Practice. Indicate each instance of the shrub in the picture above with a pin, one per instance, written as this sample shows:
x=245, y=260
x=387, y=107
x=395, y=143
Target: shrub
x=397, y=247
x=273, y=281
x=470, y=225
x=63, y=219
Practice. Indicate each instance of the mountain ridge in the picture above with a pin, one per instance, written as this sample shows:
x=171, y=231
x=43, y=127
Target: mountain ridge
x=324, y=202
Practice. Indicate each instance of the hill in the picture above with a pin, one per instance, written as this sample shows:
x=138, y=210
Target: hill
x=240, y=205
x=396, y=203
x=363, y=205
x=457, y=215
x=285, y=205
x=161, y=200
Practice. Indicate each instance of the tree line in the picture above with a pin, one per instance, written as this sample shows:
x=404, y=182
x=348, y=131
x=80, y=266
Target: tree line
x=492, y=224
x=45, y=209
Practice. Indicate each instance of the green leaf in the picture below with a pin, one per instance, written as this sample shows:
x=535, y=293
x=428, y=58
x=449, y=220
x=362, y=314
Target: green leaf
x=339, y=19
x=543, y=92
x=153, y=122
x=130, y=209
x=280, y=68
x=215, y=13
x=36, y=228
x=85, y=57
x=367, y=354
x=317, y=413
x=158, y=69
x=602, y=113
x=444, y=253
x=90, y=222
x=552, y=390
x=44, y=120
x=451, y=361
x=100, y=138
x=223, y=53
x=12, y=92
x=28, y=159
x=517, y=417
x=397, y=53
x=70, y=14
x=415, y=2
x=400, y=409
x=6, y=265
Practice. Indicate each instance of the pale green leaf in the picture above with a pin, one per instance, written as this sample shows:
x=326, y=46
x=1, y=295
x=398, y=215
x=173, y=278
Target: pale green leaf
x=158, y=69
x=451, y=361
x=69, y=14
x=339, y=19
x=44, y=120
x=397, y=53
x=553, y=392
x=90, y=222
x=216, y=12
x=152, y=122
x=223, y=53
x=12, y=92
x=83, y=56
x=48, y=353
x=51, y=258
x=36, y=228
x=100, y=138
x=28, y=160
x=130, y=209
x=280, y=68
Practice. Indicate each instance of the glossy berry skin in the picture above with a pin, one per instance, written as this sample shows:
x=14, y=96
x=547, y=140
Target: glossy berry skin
##############################
Copy every one of the lines above without changing a single character.

● **SOLUTION FOR THIS PROBLEM**
Practice. Indicate each instance of the shrub in the picture above with a pin, one per instance, written as this sample shows:
x=245, y=260
x=387, y=107
x=395, y=143
Target: shrub
x=397, y=247
x=273, y=281
x=470, y=225
x=63, y=219
Practice. Indicate each instance of the mountain ridge in the picture above with a pin, one per instance, written as this sample shows:
x=171, y=231
x=43, y=127
Target: mountain ridge
x=324, y=202
Practice. Indicate each instance of the hill in the picture above with a pin, one per instance, written as this sample shows:
x=138, y=210
Target: hill
x=240, y=205
x=396, y=203
x=363, y=205
x=457, y=215
x=285, y=205
x=161, y=200
Practice. Indicate each instance of the tree line in the picture above with a pin, one per instance, written as this sample shows:
x=404, y=182
x=348, y=131
x=80, y=266
Target: tree line
x=492, y=224
x=45, y=209
Practice. Indicate each instance of the green leaf in the picture below with a pin, one per instance, written as this sample shows:
x=535, y=293
x=428, y=58
x=449, y=220
x=362, y=314
Target: green leaf
x=339, y=19
x=543, y=92
x=153, y=122
x=130, y=209
x=280, y=68
x=215, y=13
x=36, y=228
x=85, y=57
x=367, y=354
x=317, y=413
x=158, y=69
x=602, y=113
x=444, y=253
x=90, y=222
x=552, y=390
x=44, y=120
x=451, y=361
x=100, y=138
x=223, y=53
x=12, y=92
x=28, y=159
x=517, y=417
x=397, y=53
x=70, y=14
x=415, y=2
x=400, y=409
x=6, y=265
Practice. Indicate each instance of the pale green leaf in the picture above with a pin, one per instance, written as this sample shows:
x=326, y=46
x=1, y=295
x=398, y=215
x=173, y=278
Target: pale green leaf
x=158, y=69
x=451, y=361
x=69, y=14
x=339, y=19
x=44, y=120
x=397, y=53
x=553, y=392
x=90, y=222
x=216, y=12
x=152, y=122
x=223, y=53
x=12, y=92
x=83, y=56
x=48, y=353
x=51, y=258
x=36, y=228
x=100, y=138
x=28, y=160
x=130, y=209
x=280, y=68
Practice. Indicate each instance of the glossy berry skin in the picture above with a pin, one per instance, written as this sample shows:
x=14, y=96
x=547, y=140
Target: glossy berry skin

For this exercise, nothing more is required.